__Task objective__
If a line in the data has the string "black", please show it.
Start of Provided material
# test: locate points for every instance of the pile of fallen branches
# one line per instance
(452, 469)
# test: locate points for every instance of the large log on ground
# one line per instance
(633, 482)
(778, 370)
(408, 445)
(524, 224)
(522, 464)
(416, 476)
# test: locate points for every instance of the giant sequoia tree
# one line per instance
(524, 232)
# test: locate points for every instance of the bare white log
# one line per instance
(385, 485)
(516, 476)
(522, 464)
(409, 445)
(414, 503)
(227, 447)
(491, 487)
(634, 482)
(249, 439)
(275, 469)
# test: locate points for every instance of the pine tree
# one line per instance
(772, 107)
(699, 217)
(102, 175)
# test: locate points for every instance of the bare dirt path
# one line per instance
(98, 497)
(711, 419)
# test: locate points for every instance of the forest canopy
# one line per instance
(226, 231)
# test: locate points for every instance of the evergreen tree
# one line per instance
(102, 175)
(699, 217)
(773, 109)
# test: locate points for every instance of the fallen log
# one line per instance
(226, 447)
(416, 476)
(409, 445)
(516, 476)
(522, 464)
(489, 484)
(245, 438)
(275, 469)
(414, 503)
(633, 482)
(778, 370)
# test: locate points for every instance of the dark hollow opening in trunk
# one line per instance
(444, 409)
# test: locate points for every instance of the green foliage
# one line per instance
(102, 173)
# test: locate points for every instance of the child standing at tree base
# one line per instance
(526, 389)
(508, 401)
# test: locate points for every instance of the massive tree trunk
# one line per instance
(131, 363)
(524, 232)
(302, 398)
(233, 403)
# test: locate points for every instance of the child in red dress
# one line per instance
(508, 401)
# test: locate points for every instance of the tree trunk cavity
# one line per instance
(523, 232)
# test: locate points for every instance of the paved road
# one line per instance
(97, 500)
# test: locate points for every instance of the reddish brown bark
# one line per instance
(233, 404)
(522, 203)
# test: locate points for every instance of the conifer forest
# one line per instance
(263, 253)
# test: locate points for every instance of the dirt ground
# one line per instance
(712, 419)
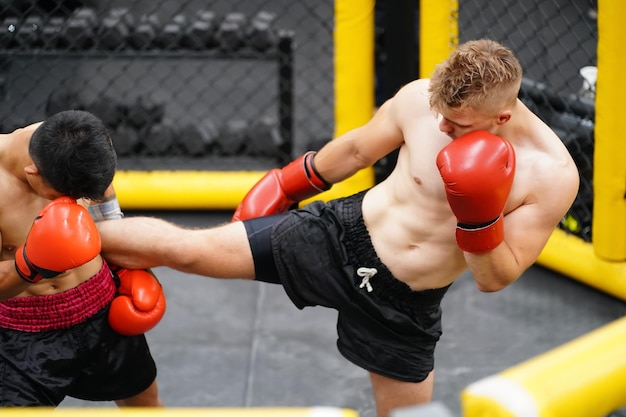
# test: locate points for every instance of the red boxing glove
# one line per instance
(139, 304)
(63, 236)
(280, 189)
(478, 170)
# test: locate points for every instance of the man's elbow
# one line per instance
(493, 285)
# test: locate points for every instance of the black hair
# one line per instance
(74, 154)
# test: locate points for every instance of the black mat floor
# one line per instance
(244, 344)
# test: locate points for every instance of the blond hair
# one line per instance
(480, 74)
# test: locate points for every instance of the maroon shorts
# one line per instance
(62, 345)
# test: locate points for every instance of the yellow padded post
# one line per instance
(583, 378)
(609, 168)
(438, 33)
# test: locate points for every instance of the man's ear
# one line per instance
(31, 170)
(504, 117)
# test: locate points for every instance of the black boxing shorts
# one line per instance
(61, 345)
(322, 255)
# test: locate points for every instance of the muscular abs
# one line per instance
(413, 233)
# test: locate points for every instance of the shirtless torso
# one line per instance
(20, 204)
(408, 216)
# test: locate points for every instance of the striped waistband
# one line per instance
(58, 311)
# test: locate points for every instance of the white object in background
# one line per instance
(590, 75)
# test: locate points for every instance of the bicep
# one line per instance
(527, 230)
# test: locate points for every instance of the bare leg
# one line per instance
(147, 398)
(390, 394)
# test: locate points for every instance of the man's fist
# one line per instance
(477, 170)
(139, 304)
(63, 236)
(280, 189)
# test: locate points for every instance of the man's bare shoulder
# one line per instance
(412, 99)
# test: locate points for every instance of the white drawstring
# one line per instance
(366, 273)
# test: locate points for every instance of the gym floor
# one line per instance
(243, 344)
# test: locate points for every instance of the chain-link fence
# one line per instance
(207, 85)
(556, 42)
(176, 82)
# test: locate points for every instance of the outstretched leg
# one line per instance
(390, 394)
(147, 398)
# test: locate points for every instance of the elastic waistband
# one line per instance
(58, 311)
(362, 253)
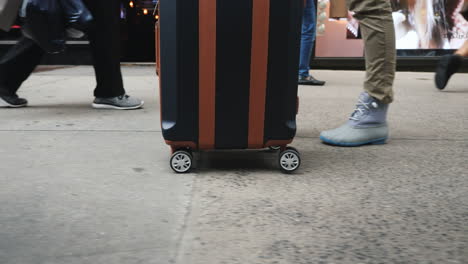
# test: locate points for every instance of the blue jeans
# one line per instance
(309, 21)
End of Provided material
Start of Provided material
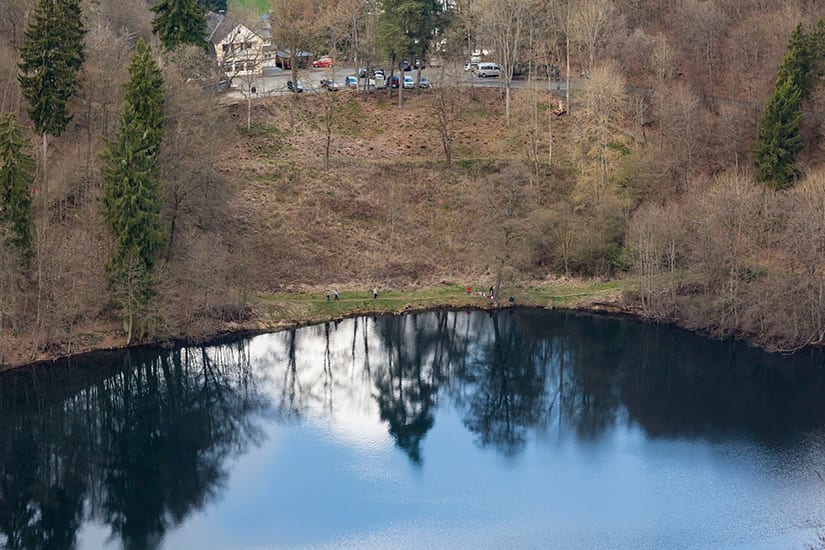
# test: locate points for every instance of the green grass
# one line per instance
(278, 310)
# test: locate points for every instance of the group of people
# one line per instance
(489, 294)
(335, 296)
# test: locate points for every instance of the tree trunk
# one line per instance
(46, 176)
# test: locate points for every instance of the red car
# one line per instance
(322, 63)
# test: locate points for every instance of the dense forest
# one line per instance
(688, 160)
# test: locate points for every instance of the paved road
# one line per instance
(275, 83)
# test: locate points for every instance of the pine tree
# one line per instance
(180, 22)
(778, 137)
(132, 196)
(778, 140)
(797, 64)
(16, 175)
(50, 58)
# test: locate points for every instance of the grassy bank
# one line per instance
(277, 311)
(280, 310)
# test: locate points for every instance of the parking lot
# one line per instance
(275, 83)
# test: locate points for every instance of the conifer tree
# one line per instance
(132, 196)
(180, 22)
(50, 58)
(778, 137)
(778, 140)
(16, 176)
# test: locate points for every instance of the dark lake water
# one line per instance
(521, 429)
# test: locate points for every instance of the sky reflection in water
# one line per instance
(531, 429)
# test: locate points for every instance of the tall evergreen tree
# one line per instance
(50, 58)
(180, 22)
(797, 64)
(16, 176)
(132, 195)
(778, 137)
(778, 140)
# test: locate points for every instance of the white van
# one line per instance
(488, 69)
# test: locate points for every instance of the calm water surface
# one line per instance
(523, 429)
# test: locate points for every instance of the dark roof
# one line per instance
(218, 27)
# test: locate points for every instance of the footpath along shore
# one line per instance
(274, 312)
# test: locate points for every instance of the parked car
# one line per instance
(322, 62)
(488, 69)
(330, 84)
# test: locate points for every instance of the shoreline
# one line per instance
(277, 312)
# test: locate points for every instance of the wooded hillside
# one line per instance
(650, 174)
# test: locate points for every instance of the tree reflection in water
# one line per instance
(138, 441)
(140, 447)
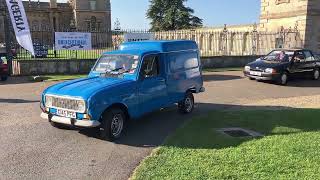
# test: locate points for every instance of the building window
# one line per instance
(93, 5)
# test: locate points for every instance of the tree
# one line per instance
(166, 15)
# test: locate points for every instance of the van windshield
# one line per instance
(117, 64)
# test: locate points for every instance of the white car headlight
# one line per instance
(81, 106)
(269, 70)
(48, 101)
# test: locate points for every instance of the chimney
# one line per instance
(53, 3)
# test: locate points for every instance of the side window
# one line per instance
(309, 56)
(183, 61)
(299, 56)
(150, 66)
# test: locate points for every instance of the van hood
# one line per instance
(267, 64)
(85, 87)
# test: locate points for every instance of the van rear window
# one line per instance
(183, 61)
End of Provided material
__Result of this task__
# test: locate points for every instance of the black hair
# test: locate points for every instance of the black mat floor
# test: locate points for every instance of the black boxing shorts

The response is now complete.